### EXERCISE DESCRIPTION
Can you edit the material below so that every "instance" becomes "occurrence", with nothing else changed? Leave the pictures out of your answer.

### RECORDS FOR THIS TASK
%%

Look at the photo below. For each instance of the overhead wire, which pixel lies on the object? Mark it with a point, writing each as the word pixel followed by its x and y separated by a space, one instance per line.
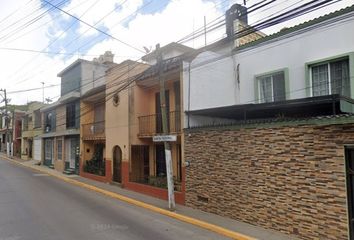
pixel 127 85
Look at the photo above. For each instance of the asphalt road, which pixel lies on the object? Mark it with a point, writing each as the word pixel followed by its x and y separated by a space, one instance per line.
pixel 39 207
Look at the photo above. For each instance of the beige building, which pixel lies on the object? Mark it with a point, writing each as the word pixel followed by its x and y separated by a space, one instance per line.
pixel 31 144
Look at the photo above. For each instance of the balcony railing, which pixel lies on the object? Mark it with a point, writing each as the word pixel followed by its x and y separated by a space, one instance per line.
pixel 152 124
pixel 93 131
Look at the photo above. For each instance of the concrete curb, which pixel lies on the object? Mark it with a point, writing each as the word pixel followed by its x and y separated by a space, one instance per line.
pixel 180 217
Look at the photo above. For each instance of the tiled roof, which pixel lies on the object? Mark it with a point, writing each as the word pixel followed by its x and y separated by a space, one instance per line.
pixel 317 120
pixel 298 27
pixel 167 65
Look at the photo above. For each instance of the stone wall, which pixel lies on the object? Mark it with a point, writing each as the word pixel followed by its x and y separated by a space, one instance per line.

%%

### SOLVED EXERCISE
Look at the photo below. For each occurrence of the overhead wire, which pixel lies on the object? Mark it with a point, writing each as the word pixel followed by its x and y separated by a space, one occurrence per line.
pixel 127 85
Look at the photo above. For each occurrence of the asphalt road, which pixel lies on the object? Mark it with a point, writing each as the word pixel followed by its x and y separated by a space, one occurrence per line.
pixel 39 207
Look at the photo above. For each occurrence of the beige building, which pixel lies on the object? Mark it with a point, writing each as the word pixel followed by its x and y separated by a space, one occurrence per line.
pixel 31 144
Look at the photo above. For each occurrence of the balcony railing, which pixel lies on the object? Mark it with a point, writing each as the word pixel followed by its x and y separated by a space, one occurrence per line.
pixel 152 124
pixel 93 131
Look at the photo above. For each occurrence of the concrete curb, which pixel lies on the object? Mark it with a point, writing each as the word pixel followed by its x and y separated by a space, one occurrence per line.
pixel 180 217
Look at the photo above. For each occurrence of the tiled roof, which pixel lies on the object? Mark it with a point, writing each as the word pixel followed by its x and y separated by a space, one occurrence per line.
pixel 317 120
pixel 298 27
pixel 167 65
Look at the photo above. For each occurrence of the stone wall, which pixel lies on the object? Mark it with a point, writing each as the word pixel followed by its x and y separated by a space, one occurrence per line.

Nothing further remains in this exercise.